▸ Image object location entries
———

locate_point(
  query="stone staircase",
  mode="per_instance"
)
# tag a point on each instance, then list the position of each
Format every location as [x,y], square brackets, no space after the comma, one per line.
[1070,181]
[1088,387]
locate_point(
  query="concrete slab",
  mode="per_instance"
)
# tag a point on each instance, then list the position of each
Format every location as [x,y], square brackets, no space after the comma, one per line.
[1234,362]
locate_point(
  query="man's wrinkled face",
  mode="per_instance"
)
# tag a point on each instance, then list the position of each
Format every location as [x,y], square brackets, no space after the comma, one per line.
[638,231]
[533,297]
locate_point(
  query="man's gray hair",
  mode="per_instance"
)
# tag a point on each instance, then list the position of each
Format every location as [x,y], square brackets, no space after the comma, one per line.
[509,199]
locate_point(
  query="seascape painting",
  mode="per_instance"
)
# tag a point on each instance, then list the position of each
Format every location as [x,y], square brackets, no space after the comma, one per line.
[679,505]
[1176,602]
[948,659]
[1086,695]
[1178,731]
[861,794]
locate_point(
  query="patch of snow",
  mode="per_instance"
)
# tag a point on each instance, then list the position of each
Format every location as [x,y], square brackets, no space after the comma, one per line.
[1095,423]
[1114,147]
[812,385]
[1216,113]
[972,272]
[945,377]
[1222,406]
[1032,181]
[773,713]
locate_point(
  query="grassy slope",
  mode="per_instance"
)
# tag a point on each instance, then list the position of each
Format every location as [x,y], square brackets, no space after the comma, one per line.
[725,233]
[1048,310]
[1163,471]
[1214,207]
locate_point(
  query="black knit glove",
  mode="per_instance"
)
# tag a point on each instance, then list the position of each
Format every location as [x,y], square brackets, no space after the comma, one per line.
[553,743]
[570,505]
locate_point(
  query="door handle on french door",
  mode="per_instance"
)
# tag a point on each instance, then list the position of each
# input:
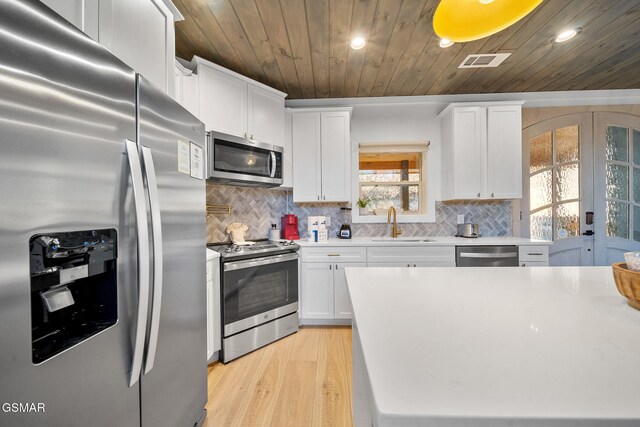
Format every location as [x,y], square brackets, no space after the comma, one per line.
[156,236]
[142,235]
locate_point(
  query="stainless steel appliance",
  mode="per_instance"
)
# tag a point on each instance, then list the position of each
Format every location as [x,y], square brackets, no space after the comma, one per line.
[259,295]
[468,230]
[102,291]
[241,161]
[486,256]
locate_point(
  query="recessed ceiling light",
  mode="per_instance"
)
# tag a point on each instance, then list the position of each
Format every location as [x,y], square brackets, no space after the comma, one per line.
[445,43]
[357,43]
[566,35]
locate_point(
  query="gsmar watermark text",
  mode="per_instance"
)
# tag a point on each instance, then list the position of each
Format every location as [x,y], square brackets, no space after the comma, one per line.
[23,407]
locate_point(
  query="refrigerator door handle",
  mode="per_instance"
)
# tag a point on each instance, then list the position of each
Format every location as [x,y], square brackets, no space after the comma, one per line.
[143,258]
[156,236]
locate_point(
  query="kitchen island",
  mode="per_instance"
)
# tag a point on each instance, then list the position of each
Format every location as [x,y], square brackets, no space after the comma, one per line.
[547,346]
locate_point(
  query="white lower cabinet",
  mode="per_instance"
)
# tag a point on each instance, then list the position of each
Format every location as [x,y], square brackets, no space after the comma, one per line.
[341,300]
[317,291]
[323,289]
[411,256]
[324,293]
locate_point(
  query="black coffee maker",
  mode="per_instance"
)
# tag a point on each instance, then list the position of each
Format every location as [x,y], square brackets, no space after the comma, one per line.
[345,228]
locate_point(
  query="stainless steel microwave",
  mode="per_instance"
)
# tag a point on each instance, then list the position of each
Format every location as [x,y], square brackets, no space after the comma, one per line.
[240,161]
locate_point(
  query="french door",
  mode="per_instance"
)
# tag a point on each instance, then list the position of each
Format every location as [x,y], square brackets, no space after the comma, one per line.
[617,190]
[582,186]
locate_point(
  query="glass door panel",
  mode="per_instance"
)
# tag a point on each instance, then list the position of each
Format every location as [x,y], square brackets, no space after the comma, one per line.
[554,184]
[617,174]
[559,191]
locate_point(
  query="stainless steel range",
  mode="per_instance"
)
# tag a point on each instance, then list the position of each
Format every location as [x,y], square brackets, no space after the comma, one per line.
[259,295]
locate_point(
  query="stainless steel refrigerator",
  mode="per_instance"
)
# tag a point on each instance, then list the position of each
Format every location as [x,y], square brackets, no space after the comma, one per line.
[102,236]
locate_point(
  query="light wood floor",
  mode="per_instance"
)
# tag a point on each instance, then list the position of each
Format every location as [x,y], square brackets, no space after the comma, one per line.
[301,380]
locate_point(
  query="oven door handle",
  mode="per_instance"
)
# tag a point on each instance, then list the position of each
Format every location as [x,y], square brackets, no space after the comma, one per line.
[230,266]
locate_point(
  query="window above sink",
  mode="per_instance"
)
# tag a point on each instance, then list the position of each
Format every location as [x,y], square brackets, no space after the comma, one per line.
[393,174]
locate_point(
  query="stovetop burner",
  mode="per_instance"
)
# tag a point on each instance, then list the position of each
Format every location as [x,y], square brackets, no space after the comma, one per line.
[263,247]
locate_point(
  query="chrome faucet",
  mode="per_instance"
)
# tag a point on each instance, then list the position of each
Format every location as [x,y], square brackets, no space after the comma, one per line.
[395,230]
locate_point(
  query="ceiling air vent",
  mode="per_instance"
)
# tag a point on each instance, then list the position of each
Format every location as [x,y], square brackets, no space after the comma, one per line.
[484,60]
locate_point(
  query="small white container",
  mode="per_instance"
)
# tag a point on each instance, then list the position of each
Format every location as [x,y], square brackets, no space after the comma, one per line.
[633,260]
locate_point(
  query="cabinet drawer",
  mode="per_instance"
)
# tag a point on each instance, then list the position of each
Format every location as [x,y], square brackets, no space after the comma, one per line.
[534,264]
[533,253]
[334,254]
[434,256]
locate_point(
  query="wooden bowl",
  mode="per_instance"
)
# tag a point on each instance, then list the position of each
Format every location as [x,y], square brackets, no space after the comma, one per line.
[628,283]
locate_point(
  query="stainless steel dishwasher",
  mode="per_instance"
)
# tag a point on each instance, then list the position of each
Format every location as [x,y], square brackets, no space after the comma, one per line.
[486,256]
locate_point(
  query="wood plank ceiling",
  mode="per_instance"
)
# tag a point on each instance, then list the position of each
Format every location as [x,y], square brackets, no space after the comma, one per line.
[302,47]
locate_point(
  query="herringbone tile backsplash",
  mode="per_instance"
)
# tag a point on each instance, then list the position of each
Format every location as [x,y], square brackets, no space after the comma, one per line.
[259,208]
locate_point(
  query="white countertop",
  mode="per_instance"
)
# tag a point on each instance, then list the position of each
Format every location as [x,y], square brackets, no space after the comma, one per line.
[415,241]
[497,346]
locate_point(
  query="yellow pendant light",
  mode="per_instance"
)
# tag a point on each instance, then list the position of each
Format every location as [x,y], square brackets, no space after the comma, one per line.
[465,20]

———

▸ Task to complete
Each line of the material must be retyped exactly, except that images are omitted.

▸ Answer to this exercise
locate_point(
  query="stone staircase",
  mode="per_instance"
)
# tag a point on each instance, then list the position of each
Format every location as [x,y], square brackets, no space after the comma, one per line.
[1070,181]
[1088,387]
locate_point(
  query="concrete slab",
  mode="per_instance"
)
# tag a point on each instance, then list the position of each
Format every location as [x,y], square brackets, no space after the comma, one per line.
[1234,362]
locate_point(
  query="man's wrinkled face",
  mode="per_instance"
)
# tag a point on each instance, then list the position of each
Format every location as [x,y], square brackets, no space after the comma, one per line.
[638,231]
[533,297]
locate_point(
  query="man's gray hair",
  mode="per_instance"
)
# tag a point on each instance, then list the position of each
Format every location as [x,y], square brackets, no space after the comma, one per line.
[509,199]
locate_point(
  query="seascape painting",
  mode="per_instance"
)
# tag a point on each instance, then list the position of each
Format every location as [x,y], square brackets, no space after the comma, one per line.
[679,505]
[1176,602]
[948,659]
[1086,695]
[1178,731]
[861,794]
locate_point(
  query="patch of snow",
  mode="per_instance"
)
# tag a point on each instance, then list the position of each
Format every location as [x,y], square brackets, no space after the comma, one per line.
[1095,423]
[1114,147]
[812,385]
[1216,113]
[972,272]
[945,377]
[1222,406]
[1032,181]
[773,713]
locate_point(
  query="grassy slope",
  mode="per_instance"
)
# tag a point on each instance, then list the position of each
Format every location as [x,y], square brackets, no space after the comma, one per line.
[725,233]
[1048,310]
[1163,471]
[1214,207]
locate_point(
  query="black knit glove",
  mode="per_instance"
)
# tag a point on each instance, then list the position of each
Format every location as [x,y], square brackets, no space after the comma, one per line.
[553,743]
[570,505]
locate_point(
  query="door handle on french door",
  mode="per_instance"
)
# tag a point on each instance, then list the position of each
# input:
Format every location as [x,y], square brackets, no space after the comma, one per line.
[156,236]
[142,235]
locate_point(
  query="stainless steel appliance",
  mode="per_instance"
)
# tag a point on each instance, then list the position of each
Format every location as [x,y], square brackets, no space after the comma, one per line.
[259,295]
[468,230]
[102,291]
[241,161]
[486,256]
locate_point(
  query="recessed ceiling light",
  mode="per_instance"
)
# tag a point on each instance, then list the position of each
Format every location as [x,y], square brackets, no space after the comma, one per line.
[445,43]
[357,43]
[566,35]
locate_point(
  query="gsmar watermark text",
  mode="per_instance"
)
# tag a point on each instance, then list the position of each
Format every location as [x,y], square brackets, no space after the comma, one per line.
[23,407]
locate_point(
  query="refrigerator door handle",
  mode="per_instance"
)
# tag a point on each instance, then list the position of each
Format every location as [x,y], square brackets, no space after the comma, one per line.
[143,258]
[156,236]
locate_point(
  query="kitchen island",
  mode="per_instance"
)
# tag a point on each instance, then list the position of each
Format every location as [x,y], square brackets, no space after the comma, one per line.
[547,346]
locate_point(
  query="white lower cabinet",
  mode="per_instance"
)
# tag a point on each instance, then list the position of each
Format every location as [x,y], square brackets, no space after the comma, one per line.
[341,300]
[317,291]
[323,289]
[411,256]
[324,293]
locate_point(
  query="black coffee maker",
  mode="per_instance"
)
# tag a point on each instance, then list the position of each
Format every location as [x,y], square brackets, no space after the comma, one per line.
[345,228]
locate_point(
  query="stainless steel microwave",
  mode="per_instance"
)
# tag a point on each instance, then list the position of each
Format every location as [x,y], square brackets, no space after the comma, one per line.
[240,161]
locate_point(
  query="french door",
  mode="per_instance"
)
# tag a point on each instance, then list the position of each
Format every location as [x,y], square brackets, no space after the comma, one per line.
[617,190]
[582,186]
locate_point(
  query="glass door panel",
  mode="per_instance"
)
# tag a point on each instance, then list the position of each
Format every location as [x,y], square brackets, no space after the comma, one per line.
[554,184]
[617,174]
[559,191]
locate_point(
  query="stainless steel range",
  mode="per_instance"
)
# tag a point on each instance, then list the position of each
Format every location as [x,y], square brackets, no space after the comma, one per line.
[259,295]
locate_point(
  query="stainless steel refrigerator",
  mode="per_instance"
)
# tag a point on each instance, then list the position of each
Format every location as [x,y], square brackets, no space after the comma, one per line.
[102,236]
locate_point(
  query="light wood floor",
  mode="per_instance"
)
# tag a point on each instance, then list the position of each
Format every location as [x,y], square brackets, no space after the comma, one per line.
[301,380]
locate_point(
  query="oven door handle",
  mode="per_instance"
)
# tag a point on each instance, then list the position of each
Format every location as [x,y], square brackets, no space after the comma, one per line.
[230,266]
locate_point(
  query="window above sink",
  mode="per_instance"
)
# tag a point on each instance, then list the position of each
Format every location as [x,y], square brackets, no space after the comma, one per line.
[393,174]
locate_point(
  query="stovetop burner",
  mode="per_instance"
)
# tag a point on each instance, then list the position of each
Format every location as [x,y], square brackets, no space after the comma, one per line.
[263,247]
locate_point(
  query="chrome faucet",
  mode="per_instance"
)
# tag a point on each instance, then list the position of each
Format every location as [x,y], square brackets, no space after the comma, one per line.
[395,230]
locate_point(
  query="ceiling air vent",
  mode="per_instance"
)
# tag a point on each instance, then list the position of each
Format every location as [x,y], square brackets, no space after the comma, one per line.
[484,60]
locate_point(
  query="small white container",
  mode="per_instance"
)
# tag a point on each instance, then list the position of each
Format every location as [x,y], square brackets, no space after the comma, one per line.
[633,260]
locate_point(
  query="cabinet drawer",
  mode="per_instance"
)
# tag a point on each instance, then list the position of each
Format every location as [x,y], square brackets, no space after the comma, one per line.
[534,264]
[533,253]
[334,254]
[434,256]
locate_point(
  query="wooden bowl",
  mode="per_instance"
)
# tag a point on each instance, then list the position of each
Format every location as [x,y], square brackets, no space after the comma, one per line.
[628,283]
locate_point(
  query="stainless steel dishwasher",
  mode="per_instance"
)
# tag a point on each instance, then list the position of each
Format every location as [x,y], square brackets, no space after the comma, one per line.
[486,256]
locate_point(
  query="wood plank ceiling",
  mode="per_instance"
)
# tag a point on each instance, then list the position of each
Format every location as [x,y], square brackets, no space after the comma, one per line.
[302,47]
locate_point(
  query="herringbone tile backsplash",
  mode="per_instance"
)
# tag a point on each instance, then list the position of each
Format every location as [x,y], square brackets, no space after the comma, one per line.
[259,208]
locate_point(
  query="white countertop",
  mode="per_instance"
)
# tag a point on each instance, then list the position of each
Format every location as [x,y], square brackets, no space after the comma, one per line.
[415,241]
[497,346]
locate_point(
  query="yellow pendant light",
  mode="per_instance"
)
# tag a point on each instance, then list the position of each
Format every location as [x,y], square brackets, no space after the comma, one per line.
[465,20]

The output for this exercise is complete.